▶ **Task directions**
With "below" as the search word, show every line of the material that has it.

▶ **Task data**
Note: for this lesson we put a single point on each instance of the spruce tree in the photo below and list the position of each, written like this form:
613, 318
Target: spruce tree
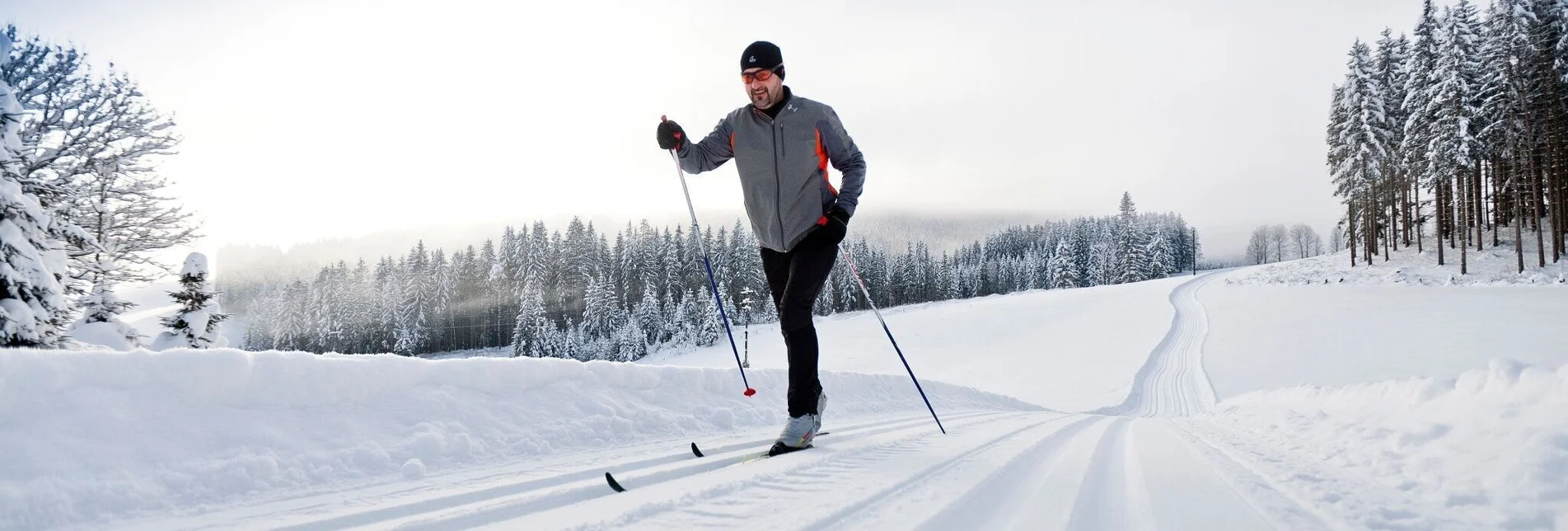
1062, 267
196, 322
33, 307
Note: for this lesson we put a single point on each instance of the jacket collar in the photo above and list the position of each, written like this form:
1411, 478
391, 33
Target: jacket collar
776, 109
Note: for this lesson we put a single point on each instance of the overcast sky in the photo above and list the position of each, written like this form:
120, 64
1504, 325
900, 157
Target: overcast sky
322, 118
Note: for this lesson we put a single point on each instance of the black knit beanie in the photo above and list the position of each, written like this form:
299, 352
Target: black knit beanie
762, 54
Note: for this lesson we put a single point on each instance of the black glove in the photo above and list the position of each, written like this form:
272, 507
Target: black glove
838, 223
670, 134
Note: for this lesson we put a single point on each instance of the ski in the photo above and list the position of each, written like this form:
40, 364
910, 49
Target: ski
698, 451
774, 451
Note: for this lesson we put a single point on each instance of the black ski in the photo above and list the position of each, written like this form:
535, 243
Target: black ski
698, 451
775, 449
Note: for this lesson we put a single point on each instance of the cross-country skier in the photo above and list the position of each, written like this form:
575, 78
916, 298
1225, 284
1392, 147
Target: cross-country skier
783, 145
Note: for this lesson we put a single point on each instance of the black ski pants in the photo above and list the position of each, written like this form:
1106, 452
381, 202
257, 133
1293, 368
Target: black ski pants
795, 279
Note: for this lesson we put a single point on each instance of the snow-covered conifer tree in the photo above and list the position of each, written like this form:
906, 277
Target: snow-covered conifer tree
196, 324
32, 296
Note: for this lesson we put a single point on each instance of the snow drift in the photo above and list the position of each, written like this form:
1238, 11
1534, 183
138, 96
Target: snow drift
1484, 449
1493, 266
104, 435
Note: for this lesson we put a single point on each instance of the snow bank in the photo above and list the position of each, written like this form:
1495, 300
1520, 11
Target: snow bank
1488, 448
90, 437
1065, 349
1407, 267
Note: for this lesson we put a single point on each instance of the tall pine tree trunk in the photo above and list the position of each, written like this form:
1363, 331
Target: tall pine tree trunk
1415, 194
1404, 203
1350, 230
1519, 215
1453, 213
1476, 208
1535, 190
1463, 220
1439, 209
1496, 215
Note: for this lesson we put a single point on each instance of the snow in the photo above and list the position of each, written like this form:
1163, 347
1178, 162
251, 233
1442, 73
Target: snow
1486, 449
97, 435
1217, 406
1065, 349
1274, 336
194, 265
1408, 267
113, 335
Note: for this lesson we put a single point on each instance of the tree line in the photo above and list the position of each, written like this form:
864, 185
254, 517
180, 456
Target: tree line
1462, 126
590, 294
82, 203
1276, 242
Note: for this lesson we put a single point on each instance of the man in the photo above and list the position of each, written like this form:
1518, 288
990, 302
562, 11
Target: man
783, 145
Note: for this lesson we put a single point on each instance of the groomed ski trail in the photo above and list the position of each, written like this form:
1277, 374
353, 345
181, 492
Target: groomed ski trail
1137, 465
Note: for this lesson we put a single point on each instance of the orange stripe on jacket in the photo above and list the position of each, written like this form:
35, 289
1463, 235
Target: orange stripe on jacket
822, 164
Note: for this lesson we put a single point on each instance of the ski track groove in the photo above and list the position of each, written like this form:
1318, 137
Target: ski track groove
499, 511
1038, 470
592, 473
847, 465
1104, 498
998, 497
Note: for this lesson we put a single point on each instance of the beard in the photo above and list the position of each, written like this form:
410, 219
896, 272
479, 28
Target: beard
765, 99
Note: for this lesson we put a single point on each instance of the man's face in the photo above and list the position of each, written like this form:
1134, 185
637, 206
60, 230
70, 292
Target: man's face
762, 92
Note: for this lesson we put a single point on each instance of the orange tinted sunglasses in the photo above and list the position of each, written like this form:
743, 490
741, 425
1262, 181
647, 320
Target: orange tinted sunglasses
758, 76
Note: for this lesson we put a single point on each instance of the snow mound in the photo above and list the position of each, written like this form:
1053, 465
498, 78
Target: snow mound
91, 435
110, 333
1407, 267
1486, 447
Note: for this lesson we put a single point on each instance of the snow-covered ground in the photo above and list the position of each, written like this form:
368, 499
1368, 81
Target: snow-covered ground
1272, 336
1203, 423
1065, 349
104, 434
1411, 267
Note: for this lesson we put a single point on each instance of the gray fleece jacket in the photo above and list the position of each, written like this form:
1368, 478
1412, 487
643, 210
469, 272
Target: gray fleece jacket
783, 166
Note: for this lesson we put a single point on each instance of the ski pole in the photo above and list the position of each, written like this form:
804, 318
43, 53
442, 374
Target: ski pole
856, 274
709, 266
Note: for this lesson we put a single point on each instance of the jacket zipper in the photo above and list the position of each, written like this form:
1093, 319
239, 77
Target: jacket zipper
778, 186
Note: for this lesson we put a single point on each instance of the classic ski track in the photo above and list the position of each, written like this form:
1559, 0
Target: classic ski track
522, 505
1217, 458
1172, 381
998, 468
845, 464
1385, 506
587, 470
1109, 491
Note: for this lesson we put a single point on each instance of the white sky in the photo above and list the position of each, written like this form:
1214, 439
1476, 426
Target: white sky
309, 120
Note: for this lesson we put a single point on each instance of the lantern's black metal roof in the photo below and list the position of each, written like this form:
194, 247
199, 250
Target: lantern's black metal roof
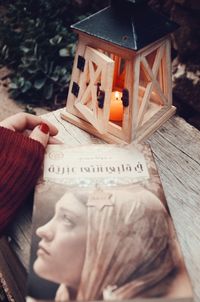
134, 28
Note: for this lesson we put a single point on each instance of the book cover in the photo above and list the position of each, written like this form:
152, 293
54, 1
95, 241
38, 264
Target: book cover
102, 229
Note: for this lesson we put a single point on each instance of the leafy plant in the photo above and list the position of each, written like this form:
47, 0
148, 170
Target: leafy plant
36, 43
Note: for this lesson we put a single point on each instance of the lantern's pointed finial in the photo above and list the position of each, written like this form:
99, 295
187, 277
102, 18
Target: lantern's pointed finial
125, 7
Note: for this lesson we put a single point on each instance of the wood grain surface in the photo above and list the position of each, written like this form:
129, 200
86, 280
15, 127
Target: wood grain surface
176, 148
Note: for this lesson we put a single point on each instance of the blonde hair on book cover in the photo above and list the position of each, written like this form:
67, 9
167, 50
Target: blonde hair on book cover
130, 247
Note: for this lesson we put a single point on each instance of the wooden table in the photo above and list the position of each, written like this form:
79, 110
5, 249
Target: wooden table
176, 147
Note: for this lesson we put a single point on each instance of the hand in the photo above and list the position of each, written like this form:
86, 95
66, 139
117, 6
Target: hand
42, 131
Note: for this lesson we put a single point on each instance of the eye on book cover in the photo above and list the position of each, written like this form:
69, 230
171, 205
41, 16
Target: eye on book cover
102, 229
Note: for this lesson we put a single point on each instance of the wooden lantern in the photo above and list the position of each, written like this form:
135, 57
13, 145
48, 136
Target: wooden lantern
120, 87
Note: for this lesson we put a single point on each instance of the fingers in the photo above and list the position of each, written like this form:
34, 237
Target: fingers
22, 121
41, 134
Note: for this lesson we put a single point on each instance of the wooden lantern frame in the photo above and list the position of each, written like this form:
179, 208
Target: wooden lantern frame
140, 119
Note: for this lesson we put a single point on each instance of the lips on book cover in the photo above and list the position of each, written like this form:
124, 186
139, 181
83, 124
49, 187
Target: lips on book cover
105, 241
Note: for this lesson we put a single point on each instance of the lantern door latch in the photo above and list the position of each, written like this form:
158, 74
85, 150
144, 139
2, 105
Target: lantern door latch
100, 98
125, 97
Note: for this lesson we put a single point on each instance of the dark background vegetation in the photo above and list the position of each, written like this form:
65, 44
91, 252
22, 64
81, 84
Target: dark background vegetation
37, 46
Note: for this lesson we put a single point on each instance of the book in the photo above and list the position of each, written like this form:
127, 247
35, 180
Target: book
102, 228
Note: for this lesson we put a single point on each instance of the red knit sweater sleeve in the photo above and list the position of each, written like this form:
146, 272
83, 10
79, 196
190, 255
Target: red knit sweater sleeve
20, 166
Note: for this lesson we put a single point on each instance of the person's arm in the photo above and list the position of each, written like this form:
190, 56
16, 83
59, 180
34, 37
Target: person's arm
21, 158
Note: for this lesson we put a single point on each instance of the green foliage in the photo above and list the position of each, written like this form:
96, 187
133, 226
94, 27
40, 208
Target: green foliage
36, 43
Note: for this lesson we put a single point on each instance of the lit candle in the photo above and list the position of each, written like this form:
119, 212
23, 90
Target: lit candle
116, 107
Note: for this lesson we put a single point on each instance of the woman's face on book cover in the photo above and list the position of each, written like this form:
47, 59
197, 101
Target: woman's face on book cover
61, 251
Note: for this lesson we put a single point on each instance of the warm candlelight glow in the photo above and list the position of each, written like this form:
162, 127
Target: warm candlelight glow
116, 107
--
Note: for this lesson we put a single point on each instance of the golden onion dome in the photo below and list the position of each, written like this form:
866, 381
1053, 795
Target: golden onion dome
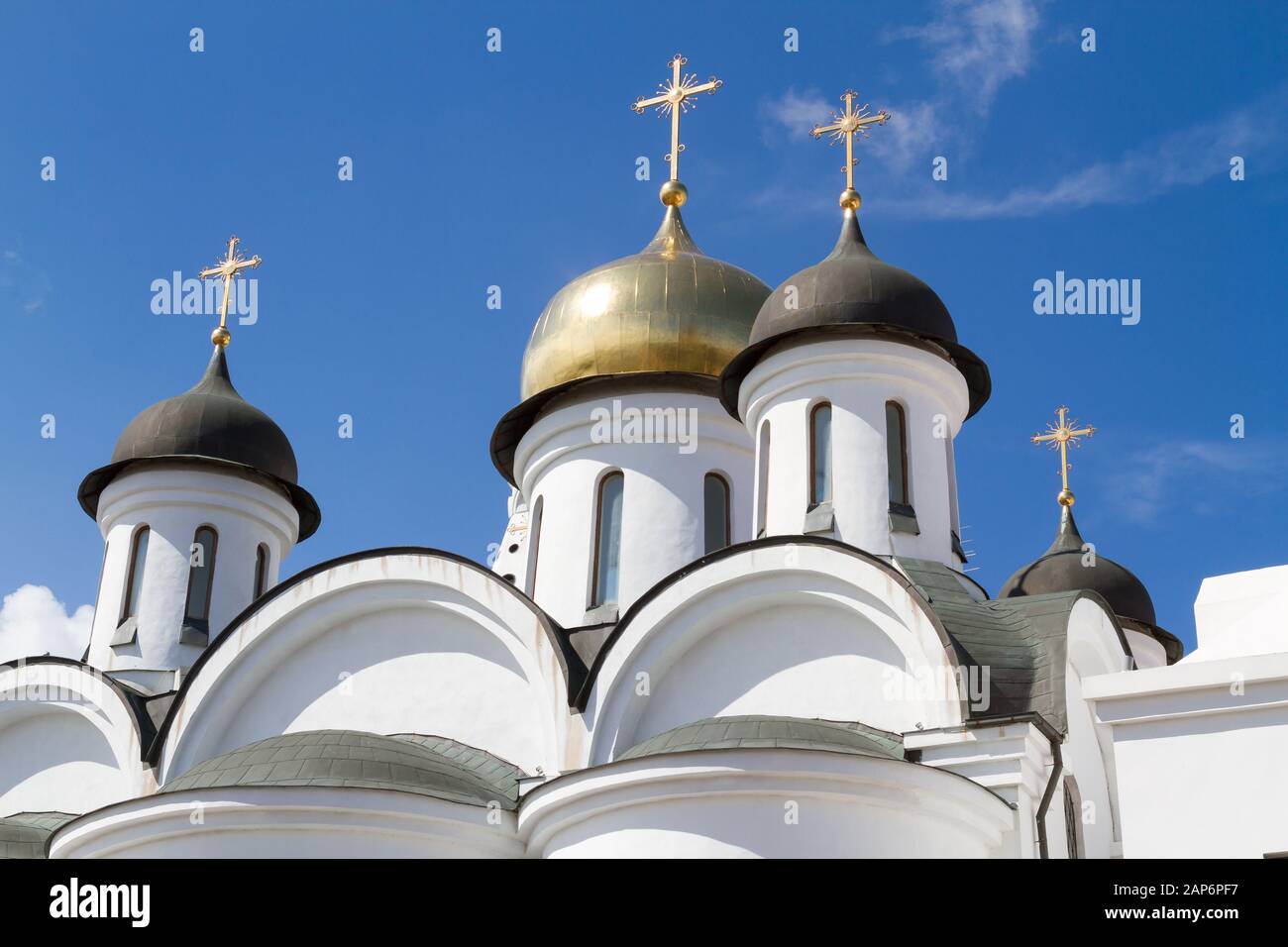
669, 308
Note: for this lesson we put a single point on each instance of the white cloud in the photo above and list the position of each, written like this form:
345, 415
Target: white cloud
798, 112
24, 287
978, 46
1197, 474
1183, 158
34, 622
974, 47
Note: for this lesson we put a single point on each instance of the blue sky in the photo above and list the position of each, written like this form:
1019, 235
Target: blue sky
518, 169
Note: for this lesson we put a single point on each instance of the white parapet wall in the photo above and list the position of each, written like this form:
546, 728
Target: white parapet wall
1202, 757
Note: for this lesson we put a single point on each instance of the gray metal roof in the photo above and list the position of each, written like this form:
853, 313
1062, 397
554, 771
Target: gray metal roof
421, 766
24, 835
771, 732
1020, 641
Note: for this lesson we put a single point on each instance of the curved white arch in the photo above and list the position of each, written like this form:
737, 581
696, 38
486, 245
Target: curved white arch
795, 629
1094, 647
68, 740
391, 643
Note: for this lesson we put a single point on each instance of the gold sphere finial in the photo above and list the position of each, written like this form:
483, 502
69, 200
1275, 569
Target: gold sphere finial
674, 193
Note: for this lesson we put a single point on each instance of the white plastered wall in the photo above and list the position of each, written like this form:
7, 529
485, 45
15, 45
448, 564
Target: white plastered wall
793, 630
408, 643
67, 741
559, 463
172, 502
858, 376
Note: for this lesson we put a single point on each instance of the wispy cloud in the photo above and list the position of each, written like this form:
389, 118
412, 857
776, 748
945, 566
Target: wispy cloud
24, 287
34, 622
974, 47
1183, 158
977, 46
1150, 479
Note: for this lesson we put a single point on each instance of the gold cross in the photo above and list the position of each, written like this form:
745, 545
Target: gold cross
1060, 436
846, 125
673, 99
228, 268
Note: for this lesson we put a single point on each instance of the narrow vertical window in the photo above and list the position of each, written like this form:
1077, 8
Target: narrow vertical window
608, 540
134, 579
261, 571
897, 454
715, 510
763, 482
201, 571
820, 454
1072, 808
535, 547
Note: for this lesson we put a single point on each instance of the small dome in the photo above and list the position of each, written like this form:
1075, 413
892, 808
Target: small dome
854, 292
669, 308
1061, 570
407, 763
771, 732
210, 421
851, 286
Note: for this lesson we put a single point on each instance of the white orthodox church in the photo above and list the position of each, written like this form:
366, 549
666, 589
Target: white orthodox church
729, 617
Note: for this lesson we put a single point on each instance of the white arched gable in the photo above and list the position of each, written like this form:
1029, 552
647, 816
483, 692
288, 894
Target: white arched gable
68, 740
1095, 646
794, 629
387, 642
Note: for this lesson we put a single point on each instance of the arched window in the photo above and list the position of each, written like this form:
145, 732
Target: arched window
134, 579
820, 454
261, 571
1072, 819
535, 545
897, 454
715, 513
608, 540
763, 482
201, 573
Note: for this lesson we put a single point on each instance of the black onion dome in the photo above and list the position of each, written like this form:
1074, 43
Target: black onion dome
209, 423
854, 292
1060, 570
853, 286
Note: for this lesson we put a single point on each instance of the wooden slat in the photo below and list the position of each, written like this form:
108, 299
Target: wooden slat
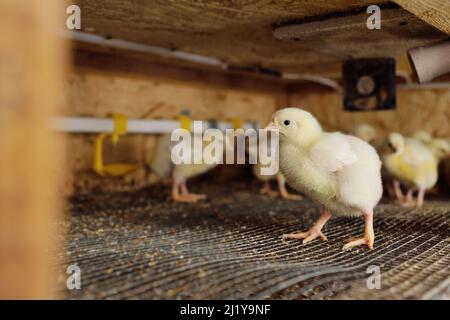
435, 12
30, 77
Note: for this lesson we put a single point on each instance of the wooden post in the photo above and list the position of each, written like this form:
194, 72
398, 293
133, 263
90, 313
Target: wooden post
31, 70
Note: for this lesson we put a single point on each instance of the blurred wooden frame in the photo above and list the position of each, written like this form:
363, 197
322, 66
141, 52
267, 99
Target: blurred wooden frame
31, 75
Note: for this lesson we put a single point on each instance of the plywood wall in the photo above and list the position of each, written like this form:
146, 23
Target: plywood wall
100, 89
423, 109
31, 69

▶ **Answer for this exercise**
Note: for this lesson we put a single point on each instance of the spruce tree in the photo below and list the position of each, written like this form:
Note: for this lesson we put a single point on each instance of the lantern's black metal roof in the photo below and list the position of each, written like this form:
Note: for this lesson we put a single point on each instance of the golden onion dome in the photo below and list the position of each, written like this form:
Note: for this lesson we put a single point on each instance of the wooden slat in the photo below and list the position of each, written like this form:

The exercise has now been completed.